## What the task requires
Reproduce every entry below word for word, omitting the pictures.

[Rows from a dataset for labeling boxes]
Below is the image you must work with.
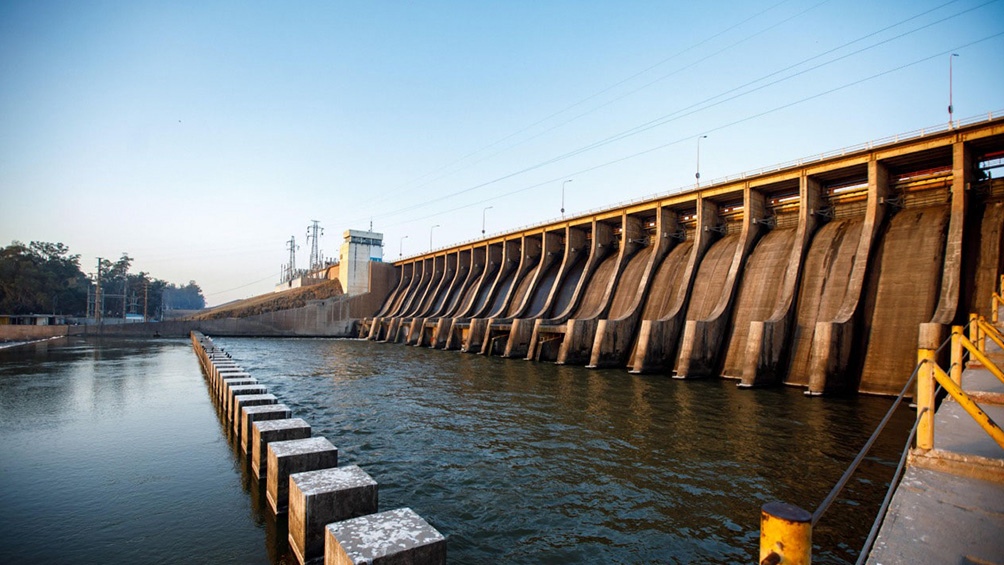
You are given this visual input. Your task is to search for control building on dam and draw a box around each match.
[362,117,1004,394]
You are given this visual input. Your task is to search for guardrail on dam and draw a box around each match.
[362,116,1004,394]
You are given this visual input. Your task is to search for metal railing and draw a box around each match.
[759,276,1004,565]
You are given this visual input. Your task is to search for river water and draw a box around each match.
[0,338,914,563]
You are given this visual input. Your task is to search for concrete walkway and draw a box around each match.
[867,333,1004,565]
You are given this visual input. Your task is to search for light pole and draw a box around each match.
[948,53,959,129]
[694,135,708,189]
[561,179,571,218]
[481,206,495,237]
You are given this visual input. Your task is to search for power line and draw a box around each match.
[203,275,275,296]
[377,31,1004,232]
[345,0,999,226]
[357,0,795,209]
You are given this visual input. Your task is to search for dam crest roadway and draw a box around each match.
[360,115,1004,394]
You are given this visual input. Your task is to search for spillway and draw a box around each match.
[676,233,740,372]
[606,248,655,319]
[574,253,617,318]
[522,261,561,318]
[551,260,586,315]
[858,206,949,394]
[500,264,537,317]
[687,234,739,320]
[642,241,694,320]
[367,118,1004,395]
[785,218,864,386]
[722,228,795,377]
[485,269,526,317]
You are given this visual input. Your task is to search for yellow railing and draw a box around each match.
[917,317,1004,450]
[759,309,1004,565]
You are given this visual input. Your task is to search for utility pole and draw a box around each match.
[94,257,103,324]
[948,53,959,129]
[122,273,129,320]
[286,236,299,282]
[307,220,324,271]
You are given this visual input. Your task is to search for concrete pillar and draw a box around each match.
[250,417,310,480]
[238,403,292,453]
[289,465,378,563]
[265,438,338,514]
[324,508,446,565]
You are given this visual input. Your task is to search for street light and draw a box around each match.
[948,53,959,128]
[481,206,495,237]
[694,135,708,189]
[561,179,571,218]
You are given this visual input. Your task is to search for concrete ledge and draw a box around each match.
[289,465,378,563]
[910,450,1004,484]
[265,438,338,514]
[324,508,446,565]
[251,417,310,481]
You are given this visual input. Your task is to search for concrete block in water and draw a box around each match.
[213,376,259,402]
[223,384,268,420]
[324,508,446,565]
[251,417,310,481]
[265,438,338,514]
[239,403,292,453]
[232,394,279,437]
[289,465,378,563]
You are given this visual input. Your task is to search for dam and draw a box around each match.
[360,115,1004,395]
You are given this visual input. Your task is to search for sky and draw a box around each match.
[0,0,1004,305]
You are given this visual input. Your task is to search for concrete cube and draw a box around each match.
[265,438,338,514]
[251,417,310,481]
[289,465,378,563]
[214,376,259,402]
[240,404,292,453]
[223,384,268,420]
[232,394,279,438]
[324,508,446,565]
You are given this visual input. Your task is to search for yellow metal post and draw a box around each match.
[759,502,812,565]
[917,349,935,451]
[949,326,963,386]
[934,367,1004,448]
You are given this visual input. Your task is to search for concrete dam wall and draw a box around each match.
[361,119,1004,394]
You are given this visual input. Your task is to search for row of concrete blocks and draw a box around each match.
[192,332,446,565]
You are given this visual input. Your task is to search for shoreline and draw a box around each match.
[0,335,66,349]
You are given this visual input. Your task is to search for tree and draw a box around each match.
[0,241,206,319]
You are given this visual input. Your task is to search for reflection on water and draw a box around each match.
[223,339,913,563]
[0,338,913,563]
[0,339,267,563]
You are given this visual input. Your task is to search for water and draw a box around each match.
[0,338,913,563]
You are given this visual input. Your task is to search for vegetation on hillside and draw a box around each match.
[191,280,342,320]
[0,241,206,318]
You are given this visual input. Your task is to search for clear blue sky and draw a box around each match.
[0,0,1004,304]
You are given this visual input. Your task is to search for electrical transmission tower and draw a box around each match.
[286,236,299,281]
[307,220,324,271]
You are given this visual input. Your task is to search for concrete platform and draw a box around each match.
[324,508,446,565]
[867,329,1004,565]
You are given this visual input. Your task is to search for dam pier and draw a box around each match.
[360,115,1004,395]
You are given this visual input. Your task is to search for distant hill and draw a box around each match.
[190,280,343,320]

## The completed task
Below is the image you must work with.
You are given this visual input. Your task is to search for control building on dam and draw a box around each match.
[362,117,1004,394]
You are given this visual input. Your task is to search for guardrail on dam and draw a box around each match.
[362,116,1004,394]
You are given this visual input. Your task is to search for metal railing and draw a box around each match.
[759,276,1004,565]
You are given this visual input. Your task is to search for river water and draw a box around each match.
[0,338,914,563]
You are given this visual input. Your task is to search for concrete walkway and draw a box around each match.
[867,333,1004,565]
You are given this visual input. Your task is to search for light pole and draw a box around each match.
[948,53,959,129]
[694,135,708,189]
[561,179,571,218]
[481,206,495,237]
You are given this visual input. Your task is to search for power line and draw a box around each match.
[203,275,275,296]
[377,31,1004,232]
[345,0,999,226]
[357,0,795,209]
You are given this visual input. Your task is to search for dam crest roadway and draw a box around each match.
[360,115,1004,394]
You are given this visual input. Your task is to search for spillway and draw a box around each match.
[676,233,740,372]
[606,248,655,319]
[574,253,617,318]
[522,261,561,318]
[551,260,586,315]
[858,206,949,394]
[500,264,537,317]
[687,234,739,320]
[642,241,694,320]
[367,118,1004,395]
[785,218,864,386]
[722,228,795,377]
[485,269,526,317]
You are given this visual input. Your task is to search for yellow railing and draw a box around each match.
[917,317,1004,450]
[759,309,1004,565]
You are given this visual input. Your task is to search for utility pole and draw a box around each match.
[94,257,103,324]
[948,53,959,129]
[122,273,129,320]
[286,236,299,282]
[307,220,324,271]
You are given this visual input. Your task is to search for concrete pillar and draw a box around each match.
[250,417,310,480]
[238,403,292,453]
[289,465,378,563]
[265,438,338,514]
[324,508,446,565]
You are given this visual input. Your task is to search for street light and draw a box around each match.
[948,53,959,128]
[481,206,495,237]
[694,135,708,189]
[561,179,571,218]
You are given this visual input. Your task is to search for concrete ledge and draw a box around each match.
[289,465,378,563]
[910,450,1004,484]
[265,438,338,514]
[324,508,446,565]
[251,417,310,481]
You are given this visual input. Your task is to search for concrete block in water and draw a box around each match.
[213,376,259,402]
[223,384,268,420]
[324,508,446,565]
[251,417,310,481]
[265,438,338,514]
[239,403,292,453]
[232,394,279,437]
[289,465,378,563]
You are given this visual input. Your task is to search for dam and draw a box around each match.
[360,115,1004,395]
You are given this visual input. Your task is to search for sky and draw a box around each match.
[0,0,1004,305]
You are given this visual input. Your task is to search for concrete cube and draw a box around each match.
[265,438,338,514]
[251,417,310,481]
[289,465,378,563]
[214,376,259,402]
[240,404,292,453]
[223,384,268,420]
[232,394,279,438]
[324,508,446,565]
You are given this visual input. Your task is to search for yellow metal post and draw a box around each match.
[759,502,812,565]
[917,349,935,451]
[949,326,963,386]
[934,367,1004,448]
You are given this visual input. Your task is to search for concrete dam wall and draw a box around each match.
[361,119,1004,394]
You are given this visual input. Your task is to search for row of concrete blocks and draw a box around each match.
[192,332,446,565]
You are given this visual input. Your task is to search for shoreline and draw a box around each match.
[0,335,66,349]
You are given this visual input. Your task is to search for tree and draw a box around each match.
[0,241,206,319]
You are given this visual input. Your task is to search for reflection on water and draw a box around each match.
[223,339,913,563]
[0,338,913,563]
[0,339,267,563]
You are given this visual input. Your task is to search for water and draw a box around each match.
[0,338,913,563]
You are given this visual input. Your task is to search for vegetation on hillside and draw a box around each match.
[191,280,342,320]
[0,241,206,318]
You are given this visual input. Your task is to search for clear blue sky and draw a box around each match.
[0,0,1004,304]
You are given this visual input. Your task is to search for electrical transmission tower and draw a box around each match.
[286,236,299,281]
[307,220,324,271]
You are given this visual input. Your task is to search for concrete platform and draw a box around each match.
[324,508,446,565]
[867,329,1004,565]
You are given this visual input. Your task is to search for dam pier and draw a box around each match.
[360,115,1004,395]
You are given this visual input. Your task is to search for distant hill and draw a box around each match.
[190,280,343,320]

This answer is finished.